- **Your goal**: Copy out the data line by line exactly, from its start to the line bearing "Find the woman's left", inclusive.

- **Point-per-instance localization data**:
.....

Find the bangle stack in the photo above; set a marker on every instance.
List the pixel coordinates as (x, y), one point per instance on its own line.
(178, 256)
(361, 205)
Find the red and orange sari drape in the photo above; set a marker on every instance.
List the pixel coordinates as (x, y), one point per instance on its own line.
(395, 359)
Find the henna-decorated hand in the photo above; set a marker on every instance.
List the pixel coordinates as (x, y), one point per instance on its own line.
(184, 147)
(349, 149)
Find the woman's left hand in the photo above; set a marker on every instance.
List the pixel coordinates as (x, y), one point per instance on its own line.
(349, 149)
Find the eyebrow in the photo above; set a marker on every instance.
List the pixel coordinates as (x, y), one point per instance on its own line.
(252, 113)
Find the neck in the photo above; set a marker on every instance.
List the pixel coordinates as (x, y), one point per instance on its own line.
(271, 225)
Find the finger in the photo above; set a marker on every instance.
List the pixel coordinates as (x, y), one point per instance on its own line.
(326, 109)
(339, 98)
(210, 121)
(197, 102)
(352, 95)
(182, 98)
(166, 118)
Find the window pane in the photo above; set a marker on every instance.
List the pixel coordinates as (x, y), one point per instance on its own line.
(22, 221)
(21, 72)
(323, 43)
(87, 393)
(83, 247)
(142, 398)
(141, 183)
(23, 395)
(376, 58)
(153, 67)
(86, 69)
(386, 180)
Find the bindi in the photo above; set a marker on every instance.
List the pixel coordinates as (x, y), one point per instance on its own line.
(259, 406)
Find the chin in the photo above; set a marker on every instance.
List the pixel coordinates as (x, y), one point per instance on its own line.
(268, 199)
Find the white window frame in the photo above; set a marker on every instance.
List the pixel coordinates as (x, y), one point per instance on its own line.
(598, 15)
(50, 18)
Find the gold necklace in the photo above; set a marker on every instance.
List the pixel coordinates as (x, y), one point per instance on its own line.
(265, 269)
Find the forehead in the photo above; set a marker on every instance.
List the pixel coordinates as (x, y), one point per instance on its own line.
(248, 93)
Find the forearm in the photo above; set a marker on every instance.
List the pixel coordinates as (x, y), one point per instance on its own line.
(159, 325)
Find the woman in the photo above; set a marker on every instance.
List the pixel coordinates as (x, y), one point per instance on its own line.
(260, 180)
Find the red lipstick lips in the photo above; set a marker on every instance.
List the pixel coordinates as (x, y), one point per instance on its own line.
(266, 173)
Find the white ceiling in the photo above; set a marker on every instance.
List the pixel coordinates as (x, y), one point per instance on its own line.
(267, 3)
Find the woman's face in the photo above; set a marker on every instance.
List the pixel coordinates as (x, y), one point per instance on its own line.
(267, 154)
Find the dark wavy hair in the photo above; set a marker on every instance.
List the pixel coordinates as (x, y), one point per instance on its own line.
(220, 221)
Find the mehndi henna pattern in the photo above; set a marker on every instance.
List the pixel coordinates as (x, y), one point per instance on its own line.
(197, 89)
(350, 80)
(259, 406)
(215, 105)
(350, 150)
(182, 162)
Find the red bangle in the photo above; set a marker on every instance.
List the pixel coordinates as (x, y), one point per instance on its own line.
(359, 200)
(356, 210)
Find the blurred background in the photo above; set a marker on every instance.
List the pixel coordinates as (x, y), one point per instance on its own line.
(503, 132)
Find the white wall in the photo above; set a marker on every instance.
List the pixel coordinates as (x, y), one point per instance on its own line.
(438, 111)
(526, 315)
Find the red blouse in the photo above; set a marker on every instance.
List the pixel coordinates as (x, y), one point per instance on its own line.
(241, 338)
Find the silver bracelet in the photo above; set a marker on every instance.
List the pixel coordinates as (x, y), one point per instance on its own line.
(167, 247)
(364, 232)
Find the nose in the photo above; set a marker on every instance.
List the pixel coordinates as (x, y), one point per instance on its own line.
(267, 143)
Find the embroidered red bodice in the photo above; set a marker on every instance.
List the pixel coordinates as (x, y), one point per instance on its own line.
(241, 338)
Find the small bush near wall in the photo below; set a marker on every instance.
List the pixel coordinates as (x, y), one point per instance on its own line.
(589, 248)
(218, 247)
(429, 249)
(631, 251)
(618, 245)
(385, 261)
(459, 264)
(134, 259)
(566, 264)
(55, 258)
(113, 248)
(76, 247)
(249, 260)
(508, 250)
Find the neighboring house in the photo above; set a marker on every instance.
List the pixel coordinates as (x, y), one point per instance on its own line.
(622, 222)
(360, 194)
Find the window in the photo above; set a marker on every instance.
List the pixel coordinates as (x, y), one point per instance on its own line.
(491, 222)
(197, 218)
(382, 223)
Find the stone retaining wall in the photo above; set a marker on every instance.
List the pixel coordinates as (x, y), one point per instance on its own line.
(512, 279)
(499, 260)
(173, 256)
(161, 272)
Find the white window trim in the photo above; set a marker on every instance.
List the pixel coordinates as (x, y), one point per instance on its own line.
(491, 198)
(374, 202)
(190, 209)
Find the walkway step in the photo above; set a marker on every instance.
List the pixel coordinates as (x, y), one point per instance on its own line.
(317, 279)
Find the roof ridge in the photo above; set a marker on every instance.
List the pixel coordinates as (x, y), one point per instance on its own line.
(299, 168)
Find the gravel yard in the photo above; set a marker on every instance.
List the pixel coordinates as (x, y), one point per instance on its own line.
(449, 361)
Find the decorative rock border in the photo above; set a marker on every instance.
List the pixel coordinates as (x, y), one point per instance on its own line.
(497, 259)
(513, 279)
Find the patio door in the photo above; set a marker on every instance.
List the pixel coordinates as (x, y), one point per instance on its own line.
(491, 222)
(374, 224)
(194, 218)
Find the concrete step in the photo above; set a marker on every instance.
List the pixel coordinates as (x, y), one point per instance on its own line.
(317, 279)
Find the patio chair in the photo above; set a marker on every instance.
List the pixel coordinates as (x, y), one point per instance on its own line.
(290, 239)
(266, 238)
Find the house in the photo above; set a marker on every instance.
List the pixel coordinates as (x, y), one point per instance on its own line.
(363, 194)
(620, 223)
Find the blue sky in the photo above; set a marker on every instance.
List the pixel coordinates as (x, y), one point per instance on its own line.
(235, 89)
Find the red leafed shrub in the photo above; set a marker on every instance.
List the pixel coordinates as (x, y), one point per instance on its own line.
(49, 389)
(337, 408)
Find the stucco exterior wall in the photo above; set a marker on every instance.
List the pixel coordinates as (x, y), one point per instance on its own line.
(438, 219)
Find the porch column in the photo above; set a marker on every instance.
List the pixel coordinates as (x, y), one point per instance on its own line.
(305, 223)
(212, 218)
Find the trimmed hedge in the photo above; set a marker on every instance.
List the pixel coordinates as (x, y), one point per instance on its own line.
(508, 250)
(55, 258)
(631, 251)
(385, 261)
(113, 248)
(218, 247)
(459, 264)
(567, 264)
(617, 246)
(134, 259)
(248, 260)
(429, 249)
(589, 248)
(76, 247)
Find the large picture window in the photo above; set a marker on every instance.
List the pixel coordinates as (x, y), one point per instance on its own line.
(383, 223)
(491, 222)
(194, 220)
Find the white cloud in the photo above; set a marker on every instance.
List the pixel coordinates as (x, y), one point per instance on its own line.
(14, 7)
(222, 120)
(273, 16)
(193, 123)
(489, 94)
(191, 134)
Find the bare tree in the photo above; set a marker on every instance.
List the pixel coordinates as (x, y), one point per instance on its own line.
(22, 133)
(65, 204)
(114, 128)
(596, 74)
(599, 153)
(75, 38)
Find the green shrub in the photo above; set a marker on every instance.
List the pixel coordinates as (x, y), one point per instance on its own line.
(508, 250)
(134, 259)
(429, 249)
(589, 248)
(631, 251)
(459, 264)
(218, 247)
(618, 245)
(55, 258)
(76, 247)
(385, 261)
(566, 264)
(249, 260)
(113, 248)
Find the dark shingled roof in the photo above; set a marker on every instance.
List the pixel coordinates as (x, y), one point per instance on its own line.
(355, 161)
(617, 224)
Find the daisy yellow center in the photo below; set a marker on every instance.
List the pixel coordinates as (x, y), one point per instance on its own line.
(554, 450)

.....

- **Problem solution**:
Find the bangle stack in the photo above; set a marker on every instance.
List the pixel coordinates as (x, y), one point per instance on its own line.
(178, 256)
(361, 205)
Find the red and orange sari drape in the photo above; set a marker on every instance.
List the pixel coordinates as (x, y), one point per instance on its own line.
(395, 359)
Find the henna-decorated hand in the photo above; set a marker on every instance.
List the pixel coordinates as (x, y), one point per instance on its own line.
(184, 147)
(349, 149)
Find the woman's left hand in the photo above; set a marker on every instance.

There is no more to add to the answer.